#### Aim of the exercise
Restate word for word the line containing "# point at: sunset sky (one per instance)" and all remaining lines of the entries below.

Source data START

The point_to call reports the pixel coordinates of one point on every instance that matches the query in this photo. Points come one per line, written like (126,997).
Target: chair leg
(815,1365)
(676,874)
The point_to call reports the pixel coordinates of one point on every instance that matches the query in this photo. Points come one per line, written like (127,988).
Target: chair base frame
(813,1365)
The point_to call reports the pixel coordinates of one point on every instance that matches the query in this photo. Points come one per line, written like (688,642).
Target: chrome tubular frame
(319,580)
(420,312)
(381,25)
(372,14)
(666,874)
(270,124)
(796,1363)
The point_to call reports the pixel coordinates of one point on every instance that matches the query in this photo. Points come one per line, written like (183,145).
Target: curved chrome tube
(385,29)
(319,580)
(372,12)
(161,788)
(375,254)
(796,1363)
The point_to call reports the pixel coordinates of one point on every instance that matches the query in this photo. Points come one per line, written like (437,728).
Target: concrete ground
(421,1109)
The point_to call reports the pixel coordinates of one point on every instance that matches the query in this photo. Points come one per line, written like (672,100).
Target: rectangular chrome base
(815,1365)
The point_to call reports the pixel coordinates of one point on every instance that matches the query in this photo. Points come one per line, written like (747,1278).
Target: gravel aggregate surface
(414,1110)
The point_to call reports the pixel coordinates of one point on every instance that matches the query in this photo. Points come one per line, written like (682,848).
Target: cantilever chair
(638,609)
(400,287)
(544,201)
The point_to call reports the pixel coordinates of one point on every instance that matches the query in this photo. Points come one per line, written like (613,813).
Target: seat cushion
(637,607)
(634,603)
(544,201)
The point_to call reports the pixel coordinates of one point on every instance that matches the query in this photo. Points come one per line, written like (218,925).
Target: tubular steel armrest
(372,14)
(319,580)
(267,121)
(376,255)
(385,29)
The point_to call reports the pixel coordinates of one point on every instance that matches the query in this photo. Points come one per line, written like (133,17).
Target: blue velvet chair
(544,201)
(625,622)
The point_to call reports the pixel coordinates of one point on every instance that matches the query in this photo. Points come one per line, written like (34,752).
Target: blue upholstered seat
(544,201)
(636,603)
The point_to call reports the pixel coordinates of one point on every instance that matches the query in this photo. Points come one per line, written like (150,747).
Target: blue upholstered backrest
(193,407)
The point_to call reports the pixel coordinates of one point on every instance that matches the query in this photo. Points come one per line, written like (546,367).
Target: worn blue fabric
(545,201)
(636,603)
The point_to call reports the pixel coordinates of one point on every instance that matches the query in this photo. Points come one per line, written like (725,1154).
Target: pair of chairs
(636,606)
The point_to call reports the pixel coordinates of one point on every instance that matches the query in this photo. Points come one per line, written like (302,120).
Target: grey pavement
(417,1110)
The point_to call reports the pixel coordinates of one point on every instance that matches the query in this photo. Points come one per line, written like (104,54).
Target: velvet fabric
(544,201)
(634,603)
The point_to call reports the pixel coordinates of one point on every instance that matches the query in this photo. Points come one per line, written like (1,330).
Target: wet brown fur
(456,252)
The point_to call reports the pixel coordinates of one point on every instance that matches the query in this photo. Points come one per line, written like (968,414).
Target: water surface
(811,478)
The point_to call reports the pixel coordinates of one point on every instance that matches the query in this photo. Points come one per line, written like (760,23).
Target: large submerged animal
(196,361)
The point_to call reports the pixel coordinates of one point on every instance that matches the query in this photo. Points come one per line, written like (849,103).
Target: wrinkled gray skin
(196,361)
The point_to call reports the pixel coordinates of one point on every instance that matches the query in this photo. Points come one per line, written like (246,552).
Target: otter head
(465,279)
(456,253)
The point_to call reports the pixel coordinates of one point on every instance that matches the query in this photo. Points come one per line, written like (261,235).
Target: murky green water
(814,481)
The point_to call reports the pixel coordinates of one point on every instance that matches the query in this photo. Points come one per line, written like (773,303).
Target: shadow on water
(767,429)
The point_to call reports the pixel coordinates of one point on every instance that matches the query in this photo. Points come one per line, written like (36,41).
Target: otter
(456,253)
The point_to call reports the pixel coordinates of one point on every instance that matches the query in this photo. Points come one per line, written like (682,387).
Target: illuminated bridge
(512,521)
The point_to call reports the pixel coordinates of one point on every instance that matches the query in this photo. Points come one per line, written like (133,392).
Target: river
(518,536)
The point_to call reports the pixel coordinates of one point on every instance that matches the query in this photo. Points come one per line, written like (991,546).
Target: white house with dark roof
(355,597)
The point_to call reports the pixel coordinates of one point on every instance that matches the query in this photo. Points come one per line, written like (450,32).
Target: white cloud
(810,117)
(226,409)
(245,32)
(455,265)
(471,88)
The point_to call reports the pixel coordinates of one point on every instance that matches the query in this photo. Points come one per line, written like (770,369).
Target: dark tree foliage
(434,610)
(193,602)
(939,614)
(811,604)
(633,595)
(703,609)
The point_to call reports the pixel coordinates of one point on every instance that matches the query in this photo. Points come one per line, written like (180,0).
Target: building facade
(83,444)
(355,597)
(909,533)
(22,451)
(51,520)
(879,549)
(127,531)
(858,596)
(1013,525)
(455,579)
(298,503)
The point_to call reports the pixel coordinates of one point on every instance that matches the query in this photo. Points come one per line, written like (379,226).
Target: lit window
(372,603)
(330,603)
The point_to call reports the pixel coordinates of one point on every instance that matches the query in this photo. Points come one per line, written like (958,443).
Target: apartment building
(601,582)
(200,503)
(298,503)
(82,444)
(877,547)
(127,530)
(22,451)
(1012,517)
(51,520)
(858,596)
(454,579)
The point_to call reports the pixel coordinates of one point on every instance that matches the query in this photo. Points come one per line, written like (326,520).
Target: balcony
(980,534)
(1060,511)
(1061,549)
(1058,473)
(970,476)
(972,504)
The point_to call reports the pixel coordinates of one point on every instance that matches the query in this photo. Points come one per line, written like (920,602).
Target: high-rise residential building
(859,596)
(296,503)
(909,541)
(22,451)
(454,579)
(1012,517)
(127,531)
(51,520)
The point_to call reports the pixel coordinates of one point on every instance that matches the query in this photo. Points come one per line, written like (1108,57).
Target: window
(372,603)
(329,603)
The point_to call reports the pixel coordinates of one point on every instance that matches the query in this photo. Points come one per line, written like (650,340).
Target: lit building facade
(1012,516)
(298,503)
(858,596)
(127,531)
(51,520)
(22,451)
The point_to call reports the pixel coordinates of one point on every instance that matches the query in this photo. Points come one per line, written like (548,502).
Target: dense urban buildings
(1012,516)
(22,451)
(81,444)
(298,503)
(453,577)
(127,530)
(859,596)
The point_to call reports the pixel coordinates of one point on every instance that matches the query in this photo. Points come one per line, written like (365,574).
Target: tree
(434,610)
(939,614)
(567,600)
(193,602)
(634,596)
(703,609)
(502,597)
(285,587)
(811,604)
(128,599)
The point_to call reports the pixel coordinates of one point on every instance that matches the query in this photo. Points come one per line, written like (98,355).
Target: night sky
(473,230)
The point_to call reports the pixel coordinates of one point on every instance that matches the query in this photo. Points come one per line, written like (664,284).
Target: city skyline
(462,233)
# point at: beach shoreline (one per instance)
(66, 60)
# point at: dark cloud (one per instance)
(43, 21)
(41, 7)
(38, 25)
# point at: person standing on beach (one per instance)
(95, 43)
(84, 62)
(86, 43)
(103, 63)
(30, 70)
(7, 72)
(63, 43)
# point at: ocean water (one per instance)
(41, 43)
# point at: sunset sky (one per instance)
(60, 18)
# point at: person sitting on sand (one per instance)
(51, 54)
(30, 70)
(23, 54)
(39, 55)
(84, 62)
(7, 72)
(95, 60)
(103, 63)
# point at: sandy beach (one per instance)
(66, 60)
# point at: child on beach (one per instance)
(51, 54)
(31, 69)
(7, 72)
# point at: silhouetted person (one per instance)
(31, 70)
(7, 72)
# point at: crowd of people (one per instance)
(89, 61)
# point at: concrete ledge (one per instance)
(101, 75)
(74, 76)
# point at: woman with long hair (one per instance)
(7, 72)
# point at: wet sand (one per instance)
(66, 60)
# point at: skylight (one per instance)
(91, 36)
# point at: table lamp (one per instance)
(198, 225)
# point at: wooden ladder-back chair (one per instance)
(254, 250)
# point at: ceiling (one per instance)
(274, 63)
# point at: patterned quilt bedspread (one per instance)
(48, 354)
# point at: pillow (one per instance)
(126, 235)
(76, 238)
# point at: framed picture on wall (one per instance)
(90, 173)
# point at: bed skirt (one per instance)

Source data END

#### Answer for this exercise
# point at: sunset sky (one per instance)
(60, 18)
# point at: person sitting on sand (one per instance)
(51, 54)
(30, 70)
(23, 54)
(39, 55)
(84, 62)
(7, 72)
(95, 60)
(103, 63)
# point at: sandy beach (one per instance)
(66, 60)
# point at: child on beach (one per instance)
(51, 54)
(31, 69)
(7, 72)
# point at: silhouetted person (one per instance)
(31, 70)
(7, 72)
# point at: crowd of people (one per instance)
(89, 61)
# point at: concrete ledge (one per instance)
(101, 75)
(74, 76)
# point at: woman with long hair (one per instance)
(7, 72)
# point at: wet sand (one per instance)
(66, 60)
# point at: skylight (one per instance)
(91, 36)
# point at: table lamp (one per instance)
(198, 225)
# point at: wooden ladder-back chair (one per instance)
(254, 250)
# point at: ceiling (one per instance)
(274, 63)
# point at: patterned quilt bedspread (one per instance)
(48, 354)
# point at: pillow (one per instance)
(126, 235)
(76, 238)
# point at: framed picture on wall (one per instance)
(90, 173)
# point at: bed skirt (one per instance)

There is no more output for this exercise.